Pointing dataset excerpts:
============
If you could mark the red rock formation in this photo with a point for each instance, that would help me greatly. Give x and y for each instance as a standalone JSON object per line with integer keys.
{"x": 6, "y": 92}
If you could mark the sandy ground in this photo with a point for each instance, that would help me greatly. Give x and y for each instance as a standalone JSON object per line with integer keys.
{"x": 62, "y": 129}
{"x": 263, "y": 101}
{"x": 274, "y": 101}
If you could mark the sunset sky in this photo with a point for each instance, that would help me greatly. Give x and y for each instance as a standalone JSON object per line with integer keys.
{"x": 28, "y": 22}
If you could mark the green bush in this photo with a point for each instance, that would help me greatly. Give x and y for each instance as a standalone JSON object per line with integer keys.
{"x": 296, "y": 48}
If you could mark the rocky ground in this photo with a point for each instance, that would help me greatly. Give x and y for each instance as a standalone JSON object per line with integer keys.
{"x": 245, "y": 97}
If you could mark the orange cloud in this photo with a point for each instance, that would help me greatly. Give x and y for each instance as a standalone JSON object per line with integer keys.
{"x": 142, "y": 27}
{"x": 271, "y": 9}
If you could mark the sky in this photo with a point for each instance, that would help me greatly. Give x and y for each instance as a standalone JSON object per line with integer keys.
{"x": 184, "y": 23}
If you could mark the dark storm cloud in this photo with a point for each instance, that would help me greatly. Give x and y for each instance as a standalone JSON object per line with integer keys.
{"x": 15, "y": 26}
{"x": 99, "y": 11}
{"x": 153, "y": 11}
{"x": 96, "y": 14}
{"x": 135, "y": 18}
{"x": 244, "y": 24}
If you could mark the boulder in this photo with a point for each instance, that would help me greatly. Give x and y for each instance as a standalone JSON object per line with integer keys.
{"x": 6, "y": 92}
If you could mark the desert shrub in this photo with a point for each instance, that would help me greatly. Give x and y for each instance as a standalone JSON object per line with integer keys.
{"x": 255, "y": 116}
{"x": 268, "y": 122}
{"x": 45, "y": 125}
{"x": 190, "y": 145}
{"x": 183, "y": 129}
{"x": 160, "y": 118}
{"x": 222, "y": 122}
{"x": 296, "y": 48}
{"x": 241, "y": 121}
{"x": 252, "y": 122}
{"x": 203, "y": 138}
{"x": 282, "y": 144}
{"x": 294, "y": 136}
============
Your objective: Render the records as a Markdown table, starting with the line that contains "If you could mark the desert" and running through the last line of the records. Use the columns Row and Record line, numbering each row and omitting blank lines.

Answer to this problem:
| Row | Record line |
|---|---|
| 1 | If you could mark the desert shrub in this photo with a point for each instance, that would help me greatly. Give x and y for each instance as a standalone JSON object per line with integer keys. |
| 2 | {"x": 255, "y": 116} |
| 3 | {"x": 268, "y": 122} |
| 4 | {"x": 45, "y": 125} |
| 5 | {"x": 190, "y": 145} |
| 6 | {"x": 183, "y": 129} |
| 7 | {"x": 160, "y": 118} |
| 8 | {"x": 222, "y": 122} |
| 9 | {"x": 296, "y": 48} |
| 10 | {"x": 241, "y": 121} |
| 11 | {"x": 252, "y": 122} |
| 12 | {"x": 203, "y": 138} |
| 13 | {"x": 282, "y": 144} |
| 14 | {"x": 294, "y": 136} |